Stated task: Identify each line in the records below that contains the word "metal" and copy those lines in full. Case counts, so match only that exact form.

Given data:
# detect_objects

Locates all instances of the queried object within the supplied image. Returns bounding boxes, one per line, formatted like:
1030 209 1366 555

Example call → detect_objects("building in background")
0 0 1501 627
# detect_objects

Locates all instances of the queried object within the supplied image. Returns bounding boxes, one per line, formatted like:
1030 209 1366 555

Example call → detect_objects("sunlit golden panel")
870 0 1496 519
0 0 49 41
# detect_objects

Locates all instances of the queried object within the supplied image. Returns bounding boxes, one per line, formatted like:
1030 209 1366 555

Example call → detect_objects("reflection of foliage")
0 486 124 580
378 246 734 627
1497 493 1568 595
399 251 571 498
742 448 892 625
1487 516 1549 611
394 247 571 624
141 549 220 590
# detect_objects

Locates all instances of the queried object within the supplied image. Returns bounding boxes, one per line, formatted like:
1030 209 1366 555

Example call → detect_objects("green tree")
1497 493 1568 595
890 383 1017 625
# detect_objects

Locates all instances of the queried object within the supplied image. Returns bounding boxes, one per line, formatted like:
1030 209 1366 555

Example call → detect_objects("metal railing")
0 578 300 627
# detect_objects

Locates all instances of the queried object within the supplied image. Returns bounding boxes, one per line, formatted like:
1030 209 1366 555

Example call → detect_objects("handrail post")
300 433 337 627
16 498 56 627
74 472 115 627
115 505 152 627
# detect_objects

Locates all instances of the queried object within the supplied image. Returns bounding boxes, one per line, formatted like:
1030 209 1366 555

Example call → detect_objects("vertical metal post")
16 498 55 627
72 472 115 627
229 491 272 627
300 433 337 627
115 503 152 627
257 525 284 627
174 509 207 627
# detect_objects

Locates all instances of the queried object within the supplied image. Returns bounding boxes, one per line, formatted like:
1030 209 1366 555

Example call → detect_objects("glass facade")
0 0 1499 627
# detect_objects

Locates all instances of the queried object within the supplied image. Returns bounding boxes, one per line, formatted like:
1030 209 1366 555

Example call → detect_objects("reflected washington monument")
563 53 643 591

--

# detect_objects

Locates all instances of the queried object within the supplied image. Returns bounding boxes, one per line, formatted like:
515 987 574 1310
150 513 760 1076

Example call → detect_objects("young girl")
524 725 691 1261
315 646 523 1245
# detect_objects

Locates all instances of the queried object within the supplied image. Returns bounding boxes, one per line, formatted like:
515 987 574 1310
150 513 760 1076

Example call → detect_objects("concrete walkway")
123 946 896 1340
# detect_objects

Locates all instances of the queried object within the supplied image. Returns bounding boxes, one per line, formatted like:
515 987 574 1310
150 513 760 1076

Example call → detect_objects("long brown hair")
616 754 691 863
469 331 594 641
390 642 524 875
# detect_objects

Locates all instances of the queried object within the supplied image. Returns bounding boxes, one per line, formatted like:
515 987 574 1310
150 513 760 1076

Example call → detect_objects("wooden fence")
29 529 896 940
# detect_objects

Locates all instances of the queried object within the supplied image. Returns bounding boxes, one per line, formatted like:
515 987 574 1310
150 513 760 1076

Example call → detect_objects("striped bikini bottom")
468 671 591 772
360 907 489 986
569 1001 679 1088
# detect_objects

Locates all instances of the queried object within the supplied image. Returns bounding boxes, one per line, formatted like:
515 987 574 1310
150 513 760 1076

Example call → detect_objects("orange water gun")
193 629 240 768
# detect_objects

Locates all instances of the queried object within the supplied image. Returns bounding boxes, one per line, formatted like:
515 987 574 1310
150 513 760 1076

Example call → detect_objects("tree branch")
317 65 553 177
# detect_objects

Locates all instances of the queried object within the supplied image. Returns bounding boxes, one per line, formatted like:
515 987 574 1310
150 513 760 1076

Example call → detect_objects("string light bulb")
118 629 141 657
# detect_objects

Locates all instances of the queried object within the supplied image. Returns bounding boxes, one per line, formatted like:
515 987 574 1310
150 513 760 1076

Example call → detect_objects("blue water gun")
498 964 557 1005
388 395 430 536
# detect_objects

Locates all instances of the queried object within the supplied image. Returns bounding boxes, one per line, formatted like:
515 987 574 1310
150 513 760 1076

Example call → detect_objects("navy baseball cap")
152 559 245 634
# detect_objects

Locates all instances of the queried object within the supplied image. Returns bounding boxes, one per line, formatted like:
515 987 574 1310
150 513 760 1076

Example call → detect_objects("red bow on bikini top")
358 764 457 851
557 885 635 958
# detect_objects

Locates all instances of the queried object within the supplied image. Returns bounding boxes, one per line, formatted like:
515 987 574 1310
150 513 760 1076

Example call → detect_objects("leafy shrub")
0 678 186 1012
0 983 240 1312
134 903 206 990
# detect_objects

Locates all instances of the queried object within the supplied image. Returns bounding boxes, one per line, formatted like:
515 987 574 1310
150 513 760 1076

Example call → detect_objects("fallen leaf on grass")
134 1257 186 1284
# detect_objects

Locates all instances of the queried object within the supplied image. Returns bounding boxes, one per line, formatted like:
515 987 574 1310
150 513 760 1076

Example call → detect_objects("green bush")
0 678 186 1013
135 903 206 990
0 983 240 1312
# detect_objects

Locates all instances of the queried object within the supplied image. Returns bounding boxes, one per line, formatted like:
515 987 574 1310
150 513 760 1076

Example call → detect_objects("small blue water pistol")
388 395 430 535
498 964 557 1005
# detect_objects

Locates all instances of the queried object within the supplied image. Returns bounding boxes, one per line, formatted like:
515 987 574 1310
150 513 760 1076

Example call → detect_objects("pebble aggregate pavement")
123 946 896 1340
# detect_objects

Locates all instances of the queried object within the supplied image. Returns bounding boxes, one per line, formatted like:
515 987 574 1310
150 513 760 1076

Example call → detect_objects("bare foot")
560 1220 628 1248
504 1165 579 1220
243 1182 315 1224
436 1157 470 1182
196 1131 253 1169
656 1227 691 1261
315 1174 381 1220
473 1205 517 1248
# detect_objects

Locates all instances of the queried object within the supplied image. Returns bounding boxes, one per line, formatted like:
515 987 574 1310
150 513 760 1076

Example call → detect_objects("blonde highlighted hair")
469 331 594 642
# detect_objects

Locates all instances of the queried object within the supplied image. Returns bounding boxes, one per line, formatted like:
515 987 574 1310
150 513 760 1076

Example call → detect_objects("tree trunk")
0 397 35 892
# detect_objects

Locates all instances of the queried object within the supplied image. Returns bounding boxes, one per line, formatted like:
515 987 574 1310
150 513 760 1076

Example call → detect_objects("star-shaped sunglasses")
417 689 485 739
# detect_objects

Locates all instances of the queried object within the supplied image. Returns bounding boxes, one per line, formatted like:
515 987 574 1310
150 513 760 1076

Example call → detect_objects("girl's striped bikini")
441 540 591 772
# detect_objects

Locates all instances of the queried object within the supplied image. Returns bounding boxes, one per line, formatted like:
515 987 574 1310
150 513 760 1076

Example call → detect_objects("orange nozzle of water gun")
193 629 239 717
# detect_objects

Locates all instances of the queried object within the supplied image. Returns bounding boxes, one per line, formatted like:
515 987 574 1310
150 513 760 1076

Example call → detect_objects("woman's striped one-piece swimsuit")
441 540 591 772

Completed task:
Example call → detect_objects("metal railing")
Example call → detect_objects("vertical metal post")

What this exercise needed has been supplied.